_Direction_
Please rewrite the listing below, substituting "stuffed horse leg" for "plush horse leg" and changing nothing else, and leave out the pictures.

(Dataset listing about object locations)
----------------------------------------

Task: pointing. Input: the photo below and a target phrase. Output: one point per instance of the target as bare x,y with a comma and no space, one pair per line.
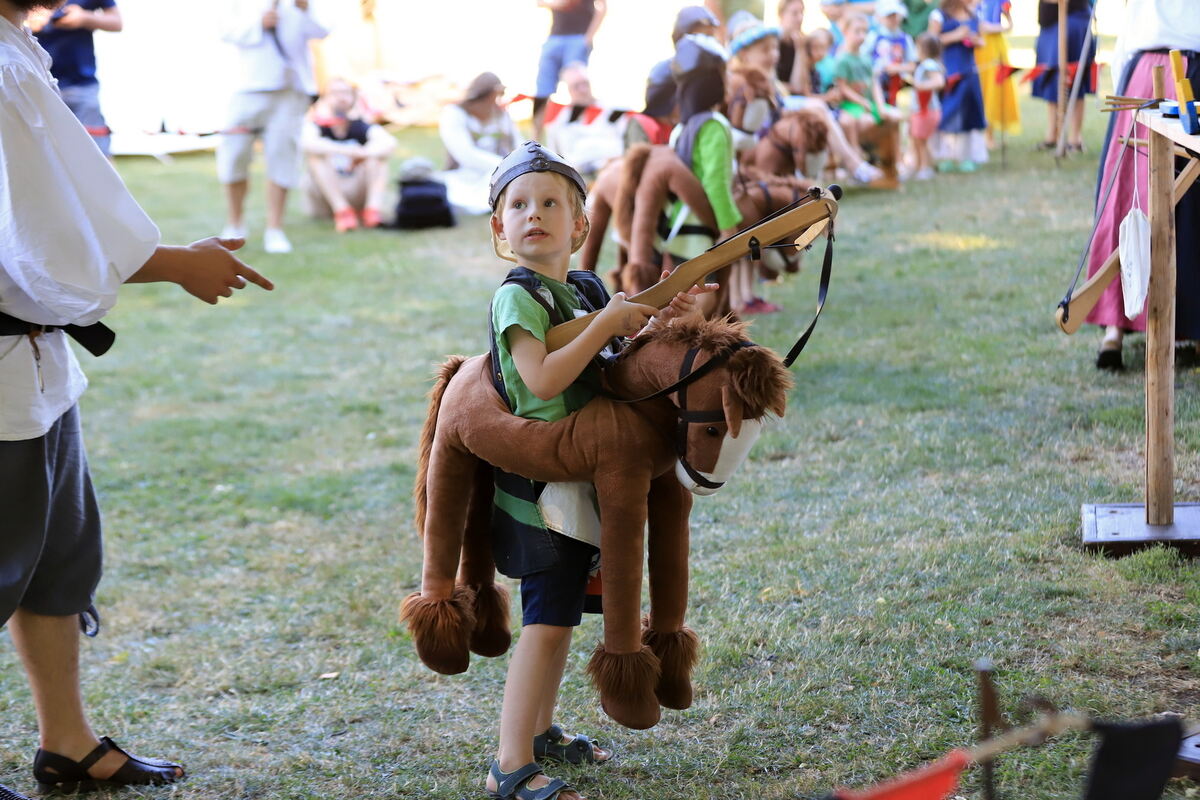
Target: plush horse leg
625,672
441,617
672,642
491,636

----------------------------------------

_Output below_
Task: pointing. Input: the photo below and a target phrase. Output: one point per instance of the target as bare x,y with a comma and no space, one pair per line.
Target: stuffed horse leg
625,672
441,617
672,642
491,636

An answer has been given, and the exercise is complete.